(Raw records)
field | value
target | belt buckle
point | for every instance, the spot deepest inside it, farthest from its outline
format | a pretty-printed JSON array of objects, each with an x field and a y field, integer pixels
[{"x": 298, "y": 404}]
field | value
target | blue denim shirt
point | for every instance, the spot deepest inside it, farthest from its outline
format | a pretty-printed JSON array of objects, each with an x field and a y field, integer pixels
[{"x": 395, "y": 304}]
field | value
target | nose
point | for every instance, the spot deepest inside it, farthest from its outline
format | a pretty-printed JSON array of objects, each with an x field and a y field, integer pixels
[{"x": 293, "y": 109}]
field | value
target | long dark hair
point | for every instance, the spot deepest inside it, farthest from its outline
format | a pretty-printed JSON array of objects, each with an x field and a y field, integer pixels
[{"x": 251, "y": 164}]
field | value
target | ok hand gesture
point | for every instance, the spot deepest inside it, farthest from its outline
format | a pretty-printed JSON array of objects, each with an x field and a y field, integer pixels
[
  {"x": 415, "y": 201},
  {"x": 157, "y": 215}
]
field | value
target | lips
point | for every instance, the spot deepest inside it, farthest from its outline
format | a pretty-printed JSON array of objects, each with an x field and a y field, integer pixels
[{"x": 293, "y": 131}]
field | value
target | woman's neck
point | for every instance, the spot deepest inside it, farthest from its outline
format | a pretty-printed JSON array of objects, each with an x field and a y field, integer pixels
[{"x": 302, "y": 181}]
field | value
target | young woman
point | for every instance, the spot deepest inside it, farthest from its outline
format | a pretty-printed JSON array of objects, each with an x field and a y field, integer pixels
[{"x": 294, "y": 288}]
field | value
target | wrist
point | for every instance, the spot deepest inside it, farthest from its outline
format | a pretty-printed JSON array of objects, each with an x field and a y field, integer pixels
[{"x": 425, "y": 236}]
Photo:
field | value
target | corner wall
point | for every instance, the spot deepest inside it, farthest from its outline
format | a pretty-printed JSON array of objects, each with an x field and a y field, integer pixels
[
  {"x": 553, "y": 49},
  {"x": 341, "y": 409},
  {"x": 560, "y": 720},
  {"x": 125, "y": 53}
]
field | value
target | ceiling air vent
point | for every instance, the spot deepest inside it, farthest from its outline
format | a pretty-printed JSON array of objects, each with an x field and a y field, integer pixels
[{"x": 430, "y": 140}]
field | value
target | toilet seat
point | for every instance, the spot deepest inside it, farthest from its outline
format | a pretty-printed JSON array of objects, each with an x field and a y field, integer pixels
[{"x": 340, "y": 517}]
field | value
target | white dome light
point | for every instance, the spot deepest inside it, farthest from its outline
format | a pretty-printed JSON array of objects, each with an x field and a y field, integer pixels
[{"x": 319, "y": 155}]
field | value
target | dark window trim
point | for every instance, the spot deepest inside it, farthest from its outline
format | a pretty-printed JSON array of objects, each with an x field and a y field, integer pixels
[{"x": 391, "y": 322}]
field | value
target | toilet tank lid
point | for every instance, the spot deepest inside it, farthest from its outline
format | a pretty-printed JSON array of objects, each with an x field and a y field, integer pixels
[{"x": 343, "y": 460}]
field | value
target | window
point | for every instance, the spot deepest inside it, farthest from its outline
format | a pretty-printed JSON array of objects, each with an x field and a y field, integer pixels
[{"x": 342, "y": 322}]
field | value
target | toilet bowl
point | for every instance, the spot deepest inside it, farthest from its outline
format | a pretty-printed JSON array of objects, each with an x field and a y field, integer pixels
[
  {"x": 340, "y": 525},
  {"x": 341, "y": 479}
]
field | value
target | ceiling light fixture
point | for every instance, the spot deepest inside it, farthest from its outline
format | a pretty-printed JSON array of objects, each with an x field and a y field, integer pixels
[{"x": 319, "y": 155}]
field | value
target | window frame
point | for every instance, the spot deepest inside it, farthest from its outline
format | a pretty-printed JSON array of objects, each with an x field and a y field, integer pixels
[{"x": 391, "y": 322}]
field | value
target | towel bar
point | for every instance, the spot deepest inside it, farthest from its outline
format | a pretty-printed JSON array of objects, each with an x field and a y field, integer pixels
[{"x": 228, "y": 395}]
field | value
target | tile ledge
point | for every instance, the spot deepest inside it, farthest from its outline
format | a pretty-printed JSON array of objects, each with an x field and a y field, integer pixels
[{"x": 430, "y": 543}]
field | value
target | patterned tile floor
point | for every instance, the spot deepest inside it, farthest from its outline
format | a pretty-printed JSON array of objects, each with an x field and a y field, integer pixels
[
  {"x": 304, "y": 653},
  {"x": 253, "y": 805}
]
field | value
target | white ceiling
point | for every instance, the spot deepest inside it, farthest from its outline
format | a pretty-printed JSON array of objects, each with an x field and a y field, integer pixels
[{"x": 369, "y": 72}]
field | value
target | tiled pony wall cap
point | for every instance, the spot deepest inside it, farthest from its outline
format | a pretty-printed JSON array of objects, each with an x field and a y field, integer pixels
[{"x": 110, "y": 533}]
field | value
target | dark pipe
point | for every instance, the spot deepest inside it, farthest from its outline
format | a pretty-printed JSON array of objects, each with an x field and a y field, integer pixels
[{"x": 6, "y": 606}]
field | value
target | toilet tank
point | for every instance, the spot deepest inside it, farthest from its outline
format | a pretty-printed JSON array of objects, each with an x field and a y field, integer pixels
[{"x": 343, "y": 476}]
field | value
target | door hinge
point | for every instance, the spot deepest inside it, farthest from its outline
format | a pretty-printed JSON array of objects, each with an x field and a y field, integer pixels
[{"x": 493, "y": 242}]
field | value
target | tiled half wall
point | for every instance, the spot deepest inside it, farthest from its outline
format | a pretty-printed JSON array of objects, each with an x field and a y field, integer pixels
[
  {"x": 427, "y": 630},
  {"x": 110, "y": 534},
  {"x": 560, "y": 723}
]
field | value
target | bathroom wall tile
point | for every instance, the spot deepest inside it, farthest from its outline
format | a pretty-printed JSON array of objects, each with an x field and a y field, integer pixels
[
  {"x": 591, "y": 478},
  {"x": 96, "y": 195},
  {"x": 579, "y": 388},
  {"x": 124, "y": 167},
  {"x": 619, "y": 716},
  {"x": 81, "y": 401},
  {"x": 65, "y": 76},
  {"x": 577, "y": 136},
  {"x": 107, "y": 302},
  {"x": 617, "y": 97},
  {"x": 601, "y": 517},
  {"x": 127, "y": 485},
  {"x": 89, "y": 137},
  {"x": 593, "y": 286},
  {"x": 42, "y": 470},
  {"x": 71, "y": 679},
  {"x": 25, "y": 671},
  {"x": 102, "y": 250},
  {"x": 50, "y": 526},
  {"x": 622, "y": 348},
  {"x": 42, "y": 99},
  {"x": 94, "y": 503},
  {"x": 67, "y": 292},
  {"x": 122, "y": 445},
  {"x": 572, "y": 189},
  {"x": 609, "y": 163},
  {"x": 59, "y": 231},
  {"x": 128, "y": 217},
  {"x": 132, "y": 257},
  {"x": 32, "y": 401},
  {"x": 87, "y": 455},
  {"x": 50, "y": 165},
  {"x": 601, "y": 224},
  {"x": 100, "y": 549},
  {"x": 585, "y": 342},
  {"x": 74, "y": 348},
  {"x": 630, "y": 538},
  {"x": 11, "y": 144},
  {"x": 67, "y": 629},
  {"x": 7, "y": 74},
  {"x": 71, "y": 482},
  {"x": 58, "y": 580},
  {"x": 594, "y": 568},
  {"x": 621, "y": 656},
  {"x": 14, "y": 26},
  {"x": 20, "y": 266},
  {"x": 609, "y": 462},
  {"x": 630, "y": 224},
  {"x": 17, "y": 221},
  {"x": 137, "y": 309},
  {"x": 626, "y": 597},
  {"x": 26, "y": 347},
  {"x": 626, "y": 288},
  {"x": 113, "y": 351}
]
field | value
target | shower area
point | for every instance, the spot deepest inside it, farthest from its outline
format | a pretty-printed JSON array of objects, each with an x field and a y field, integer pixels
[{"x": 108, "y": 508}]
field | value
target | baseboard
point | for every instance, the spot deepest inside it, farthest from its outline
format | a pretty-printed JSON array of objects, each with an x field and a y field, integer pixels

_Aim of the task_
Extract every line of the entries above that contains the string "woman", and copy each one unchanged.

_Result of this exercise_
target | woman's neck
target | young woman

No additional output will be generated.